# Written task
Rewrite the whole listing with "pointing benchmark" swapped for "point annotation set" wherever it occurs, changing nothing else and leaving out the pictures.

======== Records for processing ========

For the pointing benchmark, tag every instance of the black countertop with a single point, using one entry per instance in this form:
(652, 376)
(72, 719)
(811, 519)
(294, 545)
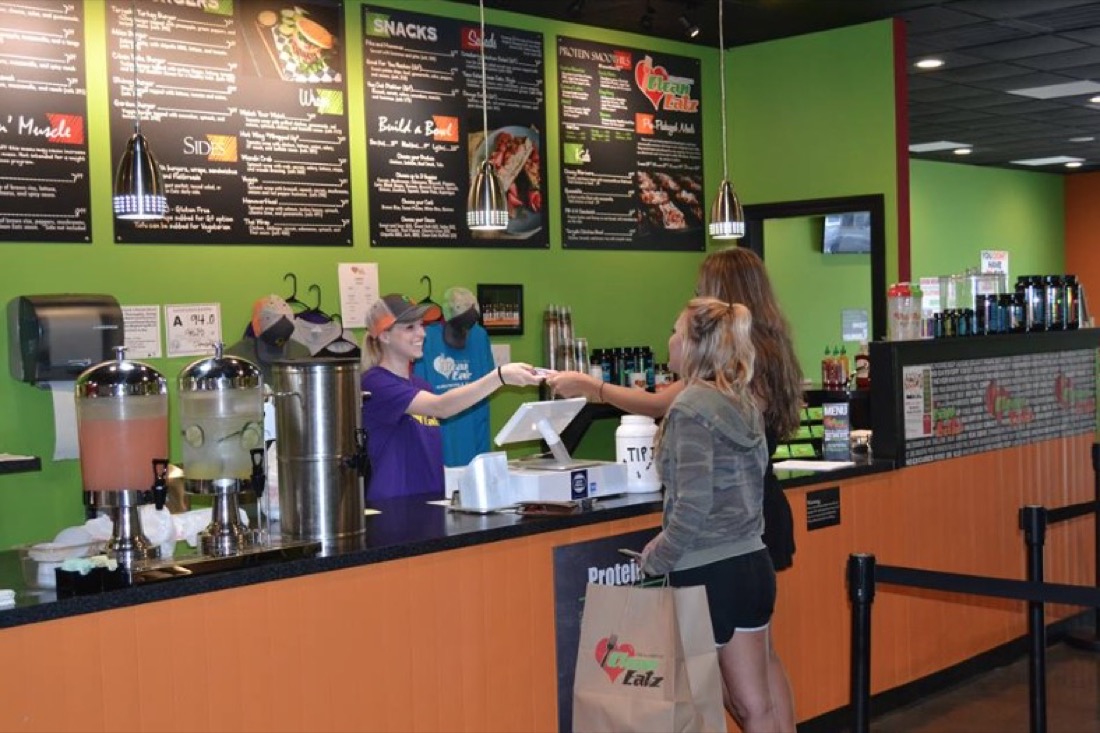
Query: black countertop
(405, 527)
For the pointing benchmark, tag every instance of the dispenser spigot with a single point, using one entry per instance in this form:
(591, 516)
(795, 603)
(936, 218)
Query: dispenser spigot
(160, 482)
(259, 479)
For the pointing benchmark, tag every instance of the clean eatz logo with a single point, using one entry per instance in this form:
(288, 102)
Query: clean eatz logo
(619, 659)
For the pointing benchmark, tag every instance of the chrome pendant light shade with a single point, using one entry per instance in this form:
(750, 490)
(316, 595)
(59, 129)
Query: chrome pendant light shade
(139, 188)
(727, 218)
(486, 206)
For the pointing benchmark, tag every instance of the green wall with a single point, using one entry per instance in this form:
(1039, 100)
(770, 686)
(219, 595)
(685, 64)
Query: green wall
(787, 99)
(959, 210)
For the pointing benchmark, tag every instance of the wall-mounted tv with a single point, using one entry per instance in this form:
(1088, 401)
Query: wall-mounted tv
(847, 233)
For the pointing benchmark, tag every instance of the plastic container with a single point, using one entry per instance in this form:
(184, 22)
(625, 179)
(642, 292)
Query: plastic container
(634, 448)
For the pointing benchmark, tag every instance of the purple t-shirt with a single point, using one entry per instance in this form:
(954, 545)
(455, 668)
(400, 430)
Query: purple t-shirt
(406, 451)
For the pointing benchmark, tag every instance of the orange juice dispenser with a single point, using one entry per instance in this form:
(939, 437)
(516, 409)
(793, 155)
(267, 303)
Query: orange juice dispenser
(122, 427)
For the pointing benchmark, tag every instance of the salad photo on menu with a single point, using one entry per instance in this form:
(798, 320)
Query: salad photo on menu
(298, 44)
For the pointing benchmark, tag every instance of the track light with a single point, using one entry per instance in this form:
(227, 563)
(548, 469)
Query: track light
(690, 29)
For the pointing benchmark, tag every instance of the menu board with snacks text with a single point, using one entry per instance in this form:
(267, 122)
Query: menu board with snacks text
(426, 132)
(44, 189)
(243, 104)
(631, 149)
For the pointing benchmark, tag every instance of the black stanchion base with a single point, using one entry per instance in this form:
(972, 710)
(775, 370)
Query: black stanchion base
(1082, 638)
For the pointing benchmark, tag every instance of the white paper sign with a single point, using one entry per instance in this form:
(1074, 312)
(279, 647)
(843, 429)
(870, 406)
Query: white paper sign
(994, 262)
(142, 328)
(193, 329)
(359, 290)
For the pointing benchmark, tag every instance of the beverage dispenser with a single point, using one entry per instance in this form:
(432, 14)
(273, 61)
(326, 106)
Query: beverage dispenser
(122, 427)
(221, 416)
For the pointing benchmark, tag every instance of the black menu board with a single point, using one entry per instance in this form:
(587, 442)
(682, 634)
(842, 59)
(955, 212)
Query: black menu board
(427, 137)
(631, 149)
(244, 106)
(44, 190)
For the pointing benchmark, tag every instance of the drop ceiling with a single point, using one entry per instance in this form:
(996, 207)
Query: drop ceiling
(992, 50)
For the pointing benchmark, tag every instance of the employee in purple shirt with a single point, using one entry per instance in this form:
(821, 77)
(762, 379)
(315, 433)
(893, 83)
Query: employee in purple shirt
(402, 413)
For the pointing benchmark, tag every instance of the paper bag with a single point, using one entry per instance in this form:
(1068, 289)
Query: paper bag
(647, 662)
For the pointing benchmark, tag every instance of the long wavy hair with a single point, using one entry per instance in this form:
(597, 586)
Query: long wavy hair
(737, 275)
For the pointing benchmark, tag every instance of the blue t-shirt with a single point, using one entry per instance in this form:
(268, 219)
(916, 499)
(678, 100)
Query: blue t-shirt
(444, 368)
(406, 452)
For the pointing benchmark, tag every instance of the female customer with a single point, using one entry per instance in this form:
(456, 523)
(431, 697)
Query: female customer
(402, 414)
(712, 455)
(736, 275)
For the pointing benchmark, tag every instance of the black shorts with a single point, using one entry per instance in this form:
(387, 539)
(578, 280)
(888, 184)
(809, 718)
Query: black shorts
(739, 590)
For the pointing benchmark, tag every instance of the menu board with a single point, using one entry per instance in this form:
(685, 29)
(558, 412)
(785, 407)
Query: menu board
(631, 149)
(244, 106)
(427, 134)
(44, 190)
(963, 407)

========

# Solution to this problem
For the point annotation set, tag every instance of the black countertop with a single point, using one entry per instance in this form:
(652, 376)
(72, 719)
(811, 519)
(294, 545)
Query: black countertop
(405, 527)
For the point annotation set, tag every instance of the dispenser spigot with a single point, using one entry per instance in this form:
(591, 516)
(795, 603)
(936, 218)
Query: dispenser spigot
(160, 482)
(259, 479)
For the point annotation set, tag every instance of the clean eatz logo with a single point, using one entry per instance in this form:
(288, 102)
Query: clean eatz logo
(619, 659)
For the point annotation set, tag every instance of the chrome pendant light shade with a single point, using one entry per instance in this form:
(750, 490)
(316, 595)
(59, 129)
Query: chrome pendant light shade
(139, 188)
(727, 218)
(486, 206)
For the point annotation set, tag every instance of the green wall with a single point, using one entry per instance in this form:
(1039, 100)
(770, 686)
(219, 595)
(685, 64)
Query: green wall
(787, 99)
(959, 210)
For the point annotation set, tag every instance of the wall-mounted tv with a single point, using one entry per instance in this form:
(1088, 401)
Query: wall-mounted tv
(847, 233)
For the point annotation set, tag every instance of the plastic container with a single point, using one entry per instance in this form:
(184, 22)
(625, 179)
(642, 292)
Query: plastic container
(634, 448)
For the point annotation set, tag every instance of the purple t-shirt with a single point, using one entry per instance in this form:
(954, 545)
(455, 668)
(400, 430)
Query: purple t-shirt
(406, 451)
For the point annotation set, tag every instance of the orange juice dispenser with a single point, using one entry per instance in this form:
(939, 437)
(516, 409)
(793, 155)
(267, 303)
Query: orange juice dispenser
(122, 427)
For the point annotation set, tag every instance of the salad photo on menu with a single point, using one entry per instance in this form:
(798, 320)
Query: salad photo on menu
(298, 44)
For the point annotation set, tag every instance of the track light with a single point, using one entry per instance in this form:
(227, 563)
(548, 469)
Query: track light
(690, 29)
For the point annotation set, tag every instance of the menu board with snacks text with a single point, using one entry per instance in this form:
(267, 122)
Query: menu board with snacks text
(426, 132)
(44, 189)
(243, 104)
(631, 149)
For the point annotation set, tag every instance of the black stanchion base with a single point, using one entry per instance in this form:
(972, 710)
(775, 370)
Query: black stanchion base
(1082, 638)
For the point annotation set, tag every instance of the white paper sign with a single point, using one entry per instance in this form:
(1074, 312)
(279, 647)
(843, 429)
(870, 406)
Query: white paper sign
(994, 262)
(142, 328)
(193, 329)
(359, 290)
For the point annotation set, tag every instance of the beverage dispenser with a single point, using one entry per instance in this form:
(432, 14)
(273, 61)
(326, 106)
Query: beverage dispenser
(122, 427)
(221, 416)
For the point annotation set, tag every instance of the black menu board with a single point, using one entry per instance in this form:
(587, 442)
(682, 634)
(842, 59)
(955, 212)
Query: black menu board
(427, 137)
(631, 149)
(244, 106)
(44, 190)
For the point annotation set, tag every instance of the drop ceiling with a single point, using one entry per instance in this form:
(996, 207)
Query: drop ceiling
(992, 50)
For the point annotation set, tag every instance of the employee in purple shirt with a single point, using one entry per instance in this form:
(821, 77)
(762, 379)
(315, 433)
(893, 83)
Query: employee in purple shirt
(402, 413)
For the point annotation set, tag every instance of the paper bag with a single point, using one entry per instance in this form:
(1068, 289)
Query: paper bag
(647, 662)
For the point annotation set, tag every instance of the long wavy hair with a single point, using one entry per instance in this form:
(597, 586)
Query: long wavy hair
(737, 275)
For the point annotation set, tag every instance of the blue t-shirt with a single point, using one entry per instance in this form:
(268, 219)
(916, 499)
(678, 100)
Query: blue t-shirt
(444, 368)
(406, 452)
For the point annotation set, tag every instance of the female customer with a single point, using one entry per instance in this form:
(456, 523)
(431, 697)
Query: female customer
(402, 414)
(712, 455)
(736, 275)
For the point annotation set, tag every instance of the black shorts with a single point, using one entry per instance in this form:
(387, 539)
(578, 280)
(888, 184)
(809, 718)
Query: black shorts
(739, 590)
For the point annotation set, tag every instance of the menu board with a single point, using one entry per instance in this form:
(685, 29)
(558, 412)
(785, 407)
Query: menu board
(631, 149)
(244, 106)
(427, 134)
(44, 190)
(963, 407)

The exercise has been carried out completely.